* Problem requirements:
Please copy out, word for word, the stretch from the line containing "Task: Where can the bird's" through the line containing "[[315, 426]]", including both of those lines.

--------------------------------

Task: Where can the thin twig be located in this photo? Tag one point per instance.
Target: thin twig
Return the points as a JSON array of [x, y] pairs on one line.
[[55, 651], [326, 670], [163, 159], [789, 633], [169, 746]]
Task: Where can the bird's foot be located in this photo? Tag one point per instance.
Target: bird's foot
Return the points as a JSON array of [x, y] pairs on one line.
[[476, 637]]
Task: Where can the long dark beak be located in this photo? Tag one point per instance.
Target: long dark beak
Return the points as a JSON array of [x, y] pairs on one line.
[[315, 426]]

--------------------------------

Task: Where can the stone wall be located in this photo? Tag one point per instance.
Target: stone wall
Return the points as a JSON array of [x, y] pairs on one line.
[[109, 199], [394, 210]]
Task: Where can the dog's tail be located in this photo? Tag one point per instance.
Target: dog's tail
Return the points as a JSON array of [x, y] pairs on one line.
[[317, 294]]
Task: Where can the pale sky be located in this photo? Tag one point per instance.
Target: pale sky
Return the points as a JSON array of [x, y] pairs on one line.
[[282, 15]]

--------------------------------

* Reply to the task:
Task: Where can the bird's foot be located in this photo? Tag one point per instance.
Target: bird's foot
Return the points as a JSON array of [x, y] pairs on one line.
[[476, 637]]
Task: Where can the long dark beak be located in this photo? Tag one point per instance.
Target: long dark beak
Return the points as a JSON array of [x, y] pairs on one line.
[[315, 426]]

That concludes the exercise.